** Supplied text **
I also found great summaries of the quake and the events on the  EPGFZ from USGS (see: http://earthquake.usgs.gov/earthquakes/eqarchives/poster/2010/20100112.pdf  for a nice summary chart about the geophysics of the earthquake)

But I wasn't getting an answer to the duration!

One strategy to use in questions like this is to try and get the original data for yourself.  I know that seismographs record earthquake data, so I thought I might be able to get the raw data from a sesmiograph.  Hence, my next query:  [ Haiti earthquake seismograph ]

This also didn't work too well.  When I looked through the results, I found lots of seismographs, but no charts or real data I could inspect.

Hmmmm...  Where were the earthquake charts I'd been expecting?

As I read one description of a seismograph that had recorded the quake, I saw the word "seismogram" and realized what a mistake I'd been making.  A "seismograph" is the device that records quakes, a "seismogram" is the RECORDING of the quake.

So my query searching for a seismograph was looking for the instrument, not the data!

New query:  [ Haiti earthquake seismogram ] -- and I started finding the charts I was expecting.  Boston College (http://bcespquakes.wordpress.com/2010/01/12/351/) has a nice chart, but not a lot of time details.

A few results down is the REV (Rapid Earthquake Viewer) site run by the University of South Carolina Sesmiology Department.   Now I was getting somewhere!

It was pretty quick to navigate their site and drill down to the Haiti earthquake of Jan 12, 2001.   (Yeah, one of the skills of a good searcher is being able to figure out what deep web information a given site has and use their controls to get to what you really want).

In a couple of clicks I got to a nice compilation of seismograms from the Univ. South Carolina REV site:  http://rev.seis.sc.edu/earthquakes/?eq_dbid=3286658

It's easy to see that the farther you get away from Haiti, the earthquake shock gets spread as the pressure waves propagate through the earth.  Ideally, to see the duration of actual on-the-ground-shaking you'd like to see the sesimogram from nearby.  In this chart you can see they list eleven charts from nearby (the Domincan Republic) and far away (Christmas Island).

** Data excerpt **
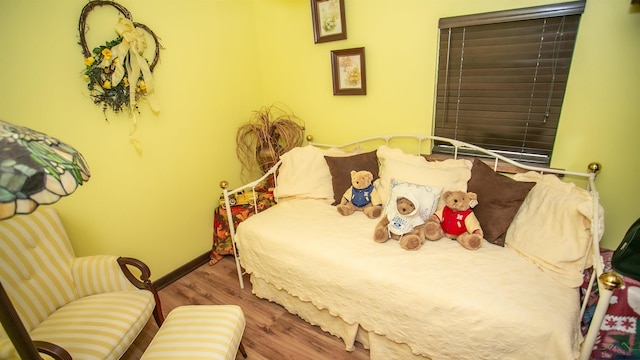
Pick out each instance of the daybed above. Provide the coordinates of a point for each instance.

** Directives **
(A) From the earthquake search post, reproduce word for word the part that opens with the words containing "One strategy to" and closes with "I'd been expecting?".
(B) According to the earthquake search post, how does a seismograph differ from a seismogram?

** Full answers **
(A)
One strategy to use in questions like this is to try and get the original data for yourself.  I know that seismographs record earthquake data, so I thought I might be able to get the raw data from a sesmiograph.  Hence, my next query:  [ Haiti earthquake seismograph ]

This also didn't work too well.  When I looked through the results, I found lots of seismographs, but no charts or real data I could inspect.

Hmmmm...  Where were the earthquake charts I'd been expecting?

(B) A seismograph is the device that records quakes, while a seismogram is the recording of the quake.